# OBJECTIVE
Rewrite the data below so that each occurrence of "thickest part" becomes "widest part", with every other line left unchanged. Omit the pictures from your version.

Dataset rows showing where objects appear
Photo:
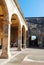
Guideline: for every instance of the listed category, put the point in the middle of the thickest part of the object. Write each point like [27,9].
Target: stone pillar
[19,39]
[24,45]
[5,42]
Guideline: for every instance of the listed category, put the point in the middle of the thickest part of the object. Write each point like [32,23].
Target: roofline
[19,9]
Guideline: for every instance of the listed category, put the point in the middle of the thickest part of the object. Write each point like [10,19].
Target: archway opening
[33,41]
[23,37]
[14,31]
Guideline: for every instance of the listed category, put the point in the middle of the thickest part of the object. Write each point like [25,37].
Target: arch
[23,37]
[5,9]
[15,27]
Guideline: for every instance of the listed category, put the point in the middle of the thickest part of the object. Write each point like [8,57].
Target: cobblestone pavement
[28,56]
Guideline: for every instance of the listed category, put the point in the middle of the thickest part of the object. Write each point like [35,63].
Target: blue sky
[32,8]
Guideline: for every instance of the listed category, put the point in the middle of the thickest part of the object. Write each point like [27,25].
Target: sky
[32,8]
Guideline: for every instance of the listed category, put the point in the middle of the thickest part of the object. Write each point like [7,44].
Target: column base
[4,56]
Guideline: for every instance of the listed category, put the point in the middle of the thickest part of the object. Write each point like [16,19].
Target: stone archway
[4,20]
[23,37]
[16,34]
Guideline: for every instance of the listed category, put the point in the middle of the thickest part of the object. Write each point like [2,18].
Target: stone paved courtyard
[28,56]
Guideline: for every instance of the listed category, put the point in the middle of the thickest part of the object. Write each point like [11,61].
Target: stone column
[5,42]
[19,39]
[24,45]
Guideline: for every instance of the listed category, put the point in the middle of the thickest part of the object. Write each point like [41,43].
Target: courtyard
[28,56]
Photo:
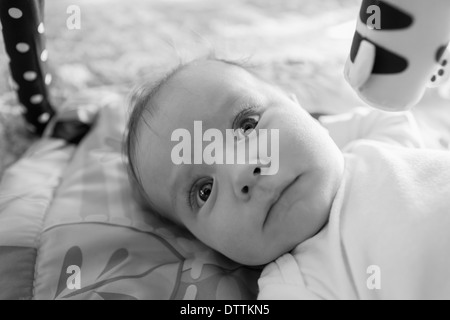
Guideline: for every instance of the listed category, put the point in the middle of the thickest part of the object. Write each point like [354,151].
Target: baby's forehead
[210,72]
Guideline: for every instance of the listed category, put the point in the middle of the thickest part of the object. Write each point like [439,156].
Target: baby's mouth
[278,198]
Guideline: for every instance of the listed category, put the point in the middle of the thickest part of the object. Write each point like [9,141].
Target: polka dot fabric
[24,37]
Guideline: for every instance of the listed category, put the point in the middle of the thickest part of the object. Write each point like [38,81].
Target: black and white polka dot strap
[24,37]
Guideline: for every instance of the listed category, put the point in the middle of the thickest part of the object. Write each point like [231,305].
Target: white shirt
[388,235]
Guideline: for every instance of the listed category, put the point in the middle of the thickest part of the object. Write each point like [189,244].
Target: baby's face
[233,208]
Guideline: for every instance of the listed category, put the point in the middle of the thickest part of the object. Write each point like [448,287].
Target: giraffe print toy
[395,59]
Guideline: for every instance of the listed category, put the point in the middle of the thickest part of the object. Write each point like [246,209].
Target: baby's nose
[245,179]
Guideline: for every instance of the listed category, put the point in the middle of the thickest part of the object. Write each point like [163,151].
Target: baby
[367,199]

# FINAL RESULT
Photo:
Guideline: for every instance of the listed category, put the point in the middle of the widest part of the object. Write each point like [27,9].
Target: stone pillar
[19,39]
[24,45]
[5,42]
Guideline: for every instance of the listed category, put the point in the middle of the widest part of the object. Write each point like [32,23].
Target: roofline
[19,9]
Guideline: for every instance of the listed category, put the point in the middle of the widest part of the object. Write each point like [10,19].
Target: archway opening
[33,41]
[23,37]
[14,31]
Guideline: for every instance of the listed category, put the point in the middle of the widest part of the object. Write each point like [25,37].
Target: arch
[23,37]
[5,9]
[15,27]
Guideline: for every instance of the listed category, put the point in the middle of the widest part of the object. Write each point like [8,57].
Target: cobblestone pavement
[28,56]
Guideline: for every instance of the listed category, put the point in the middle of the widest part of the object. Write each point like [35,63].
Target: blue sky
[32,8]
Guideline: for every instance of the listed category, put the point in the middle of the widest part of the object. Write each point like [27,25].
Target: sky
[32,8]
Guideline: for every instance of the listed category, put the point in the middle of the widest part of the object. Write each point like [7,44].
Target: column base
[4,56]
Guideline: for every instance of the listed category, put the point in the middle of the widest part of the object. Write each point like [16,19].
Target: stone archway
[4,20]
[23,37]
[16,34]
Guideline: for every instance of the listed category, put the point in the middle of the widest part of the object. Write each point like [2,18].
Target: stone paved courtyard
[28,56]
Guideline: for every instance of the listed category, put the point in the middle of the widest part of the object. Write each point like [11,61].
Target: stone column
[5,42]
[19,39]
[24,45]
Guideline: for every instance of the listed category, put the point in the middle of the widest part of the object. Write each point like [41,43].
Target: courtyard
[28,56]
Photo:
Guideline: for every instance of the listed category, put the point in the middle of the widest part of the object. Write each point like [354,151].
Target: baby's forehead
[210,72]
Guideline: for every instance of the listed category, put the point in the middle of the widest part of the object. Write each point like [439,156].
Target: baby's mouth
[278,198]
Guideline: for every instance of the listed category, put the point in the middle of the widest part of the object. Write each point like [9,141].
Target: polka dot fabric
[24,37]
Guideline: for every instance of the listed category, put the point in the middle of the widest part of the object. Write each point like [38,81].
Target: black and white polka dot strap
[24,37]
Guideline: for every instance of the listed category, put the point in the middle of the widest part of the object. Write each point like [231,305].
Target: white shirt
[388,235]
Guideline: for every instance of the listed category, put the point in the middle of the widest part of the object. Write each point like [189,244].
Target: baby's face
[233,208]
Guideline: for every instance of the listed category, put the point in the middle of the widest part of the object. Write each point like [448,287].
Target: giraffe print toy
[395,59]
Guideline: for every instance of the listed category, put the point in the middle of the widest part of the object. Write each point like [246,209].
Target: baby's nose
[245,179]
Guideline: for every instance of the listed category, put the point in the middle of the widest part of the object. Write each point like [163,151].
Target: baby
[367,199]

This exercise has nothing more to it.